> _Goal of the exercise_:
Identify the lines in the data below that contain "interior" and give only how many there are.

> _Records to use_:
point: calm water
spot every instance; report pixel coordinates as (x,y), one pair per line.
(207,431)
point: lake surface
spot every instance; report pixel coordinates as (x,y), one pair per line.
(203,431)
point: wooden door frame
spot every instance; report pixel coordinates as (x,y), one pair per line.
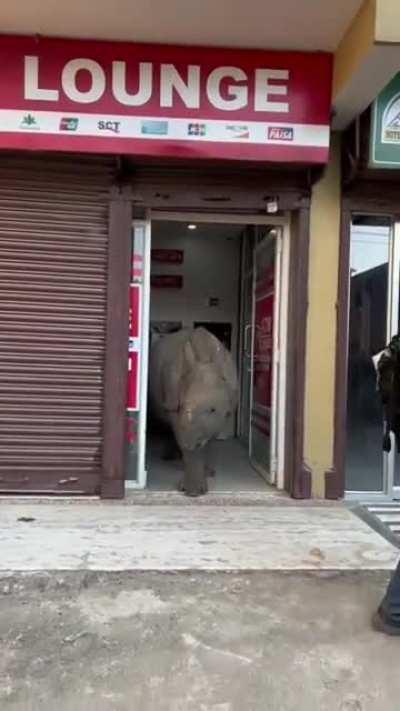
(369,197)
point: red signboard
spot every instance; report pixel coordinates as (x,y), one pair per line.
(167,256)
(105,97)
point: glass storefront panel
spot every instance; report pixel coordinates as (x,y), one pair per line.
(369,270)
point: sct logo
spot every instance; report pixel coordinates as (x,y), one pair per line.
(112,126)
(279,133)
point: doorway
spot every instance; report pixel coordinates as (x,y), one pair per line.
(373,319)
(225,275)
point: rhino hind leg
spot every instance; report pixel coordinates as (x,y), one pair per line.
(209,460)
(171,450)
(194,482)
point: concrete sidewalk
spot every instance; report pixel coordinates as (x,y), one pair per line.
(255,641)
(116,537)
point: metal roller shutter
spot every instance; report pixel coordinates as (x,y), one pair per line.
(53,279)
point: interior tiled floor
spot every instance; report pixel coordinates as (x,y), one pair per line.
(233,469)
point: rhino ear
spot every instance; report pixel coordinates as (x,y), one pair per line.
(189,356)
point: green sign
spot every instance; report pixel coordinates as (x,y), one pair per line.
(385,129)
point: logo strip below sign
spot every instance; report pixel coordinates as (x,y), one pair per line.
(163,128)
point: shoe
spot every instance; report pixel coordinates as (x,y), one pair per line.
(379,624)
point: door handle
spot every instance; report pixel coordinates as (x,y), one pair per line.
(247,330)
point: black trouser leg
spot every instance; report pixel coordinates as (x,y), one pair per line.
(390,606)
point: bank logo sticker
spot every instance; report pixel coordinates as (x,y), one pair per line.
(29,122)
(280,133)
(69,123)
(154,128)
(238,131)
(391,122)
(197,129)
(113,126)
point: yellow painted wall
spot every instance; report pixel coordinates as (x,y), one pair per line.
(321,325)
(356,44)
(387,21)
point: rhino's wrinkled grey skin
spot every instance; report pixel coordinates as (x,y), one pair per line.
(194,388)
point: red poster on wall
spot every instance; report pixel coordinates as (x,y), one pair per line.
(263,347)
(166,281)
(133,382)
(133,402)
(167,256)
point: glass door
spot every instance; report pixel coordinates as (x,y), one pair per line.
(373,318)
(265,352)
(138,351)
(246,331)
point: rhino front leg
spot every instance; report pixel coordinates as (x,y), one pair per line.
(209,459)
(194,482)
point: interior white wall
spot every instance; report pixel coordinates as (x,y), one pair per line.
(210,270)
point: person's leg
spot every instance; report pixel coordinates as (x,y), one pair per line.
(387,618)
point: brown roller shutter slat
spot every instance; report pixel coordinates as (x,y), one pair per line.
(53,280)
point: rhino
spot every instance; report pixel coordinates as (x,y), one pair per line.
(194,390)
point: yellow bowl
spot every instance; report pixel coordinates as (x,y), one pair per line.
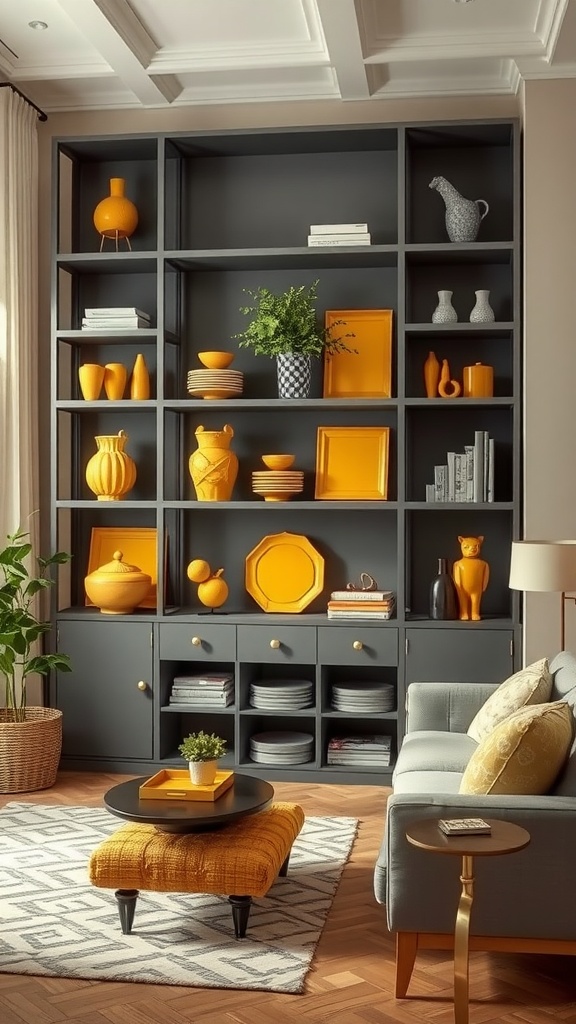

> _Result of the task_:
2